== EXERCISE DATA ==
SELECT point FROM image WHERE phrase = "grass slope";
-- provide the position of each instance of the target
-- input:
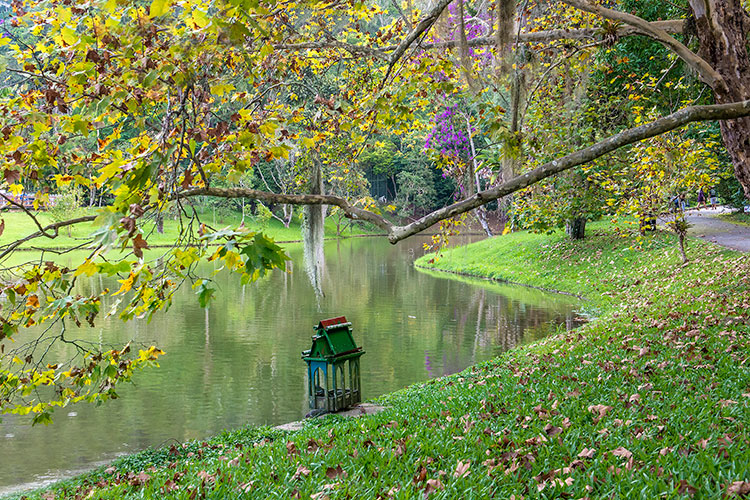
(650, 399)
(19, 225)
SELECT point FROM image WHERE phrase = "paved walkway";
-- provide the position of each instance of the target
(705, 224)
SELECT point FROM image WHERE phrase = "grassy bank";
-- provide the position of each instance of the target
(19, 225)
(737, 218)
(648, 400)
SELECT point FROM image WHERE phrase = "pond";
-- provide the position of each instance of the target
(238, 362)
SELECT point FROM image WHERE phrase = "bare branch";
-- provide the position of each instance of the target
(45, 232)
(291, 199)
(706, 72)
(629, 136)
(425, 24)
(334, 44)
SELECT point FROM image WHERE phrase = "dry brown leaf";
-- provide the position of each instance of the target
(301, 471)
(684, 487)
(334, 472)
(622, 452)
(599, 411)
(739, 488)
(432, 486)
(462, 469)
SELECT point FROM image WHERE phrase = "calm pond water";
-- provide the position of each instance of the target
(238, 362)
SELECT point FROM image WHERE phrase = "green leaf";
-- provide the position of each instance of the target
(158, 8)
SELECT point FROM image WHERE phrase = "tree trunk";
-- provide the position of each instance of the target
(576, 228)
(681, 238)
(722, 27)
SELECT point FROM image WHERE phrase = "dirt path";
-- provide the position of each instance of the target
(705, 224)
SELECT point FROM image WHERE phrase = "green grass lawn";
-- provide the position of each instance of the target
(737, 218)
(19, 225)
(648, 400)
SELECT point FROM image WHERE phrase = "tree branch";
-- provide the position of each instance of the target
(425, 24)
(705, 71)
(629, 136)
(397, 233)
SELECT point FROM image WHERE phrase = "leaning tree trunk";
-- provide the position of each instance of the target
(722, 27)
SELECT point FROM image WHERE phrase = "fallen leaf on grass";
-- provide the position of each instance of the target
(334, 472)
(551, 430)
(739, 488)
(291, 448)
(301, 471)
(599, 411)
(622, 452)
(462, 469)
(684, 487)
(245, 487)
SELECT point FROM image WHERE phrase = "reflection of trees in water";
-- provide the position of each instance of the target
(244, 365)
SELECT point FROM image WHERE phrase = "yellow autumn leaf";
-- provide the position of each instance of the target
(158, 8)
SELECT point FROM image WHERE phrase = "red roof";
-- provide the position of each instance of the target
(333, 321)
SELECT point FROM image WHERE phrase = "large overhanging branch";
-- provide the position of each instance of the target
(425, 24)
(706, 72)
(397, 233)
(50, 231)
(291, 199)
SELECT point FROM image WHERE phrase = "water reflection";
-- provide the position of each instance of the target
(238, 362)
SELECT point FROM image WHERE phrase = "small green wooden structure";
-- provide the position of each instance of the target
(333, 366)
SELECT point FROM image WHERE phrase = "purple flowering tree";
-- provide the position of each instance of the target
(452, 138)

== YOUR OBJECTIVE ==
Within the listing above, find every line containing the string "branch" and return it.

== SOLUTION TO THIS TASK ==
SELECT point FROM image WHERE phrase = "bare branch";
SELECT point FROM image WHERE phrase = "tree branch";
SELECT point FROM image WHERE phrase = "large overhanging branch";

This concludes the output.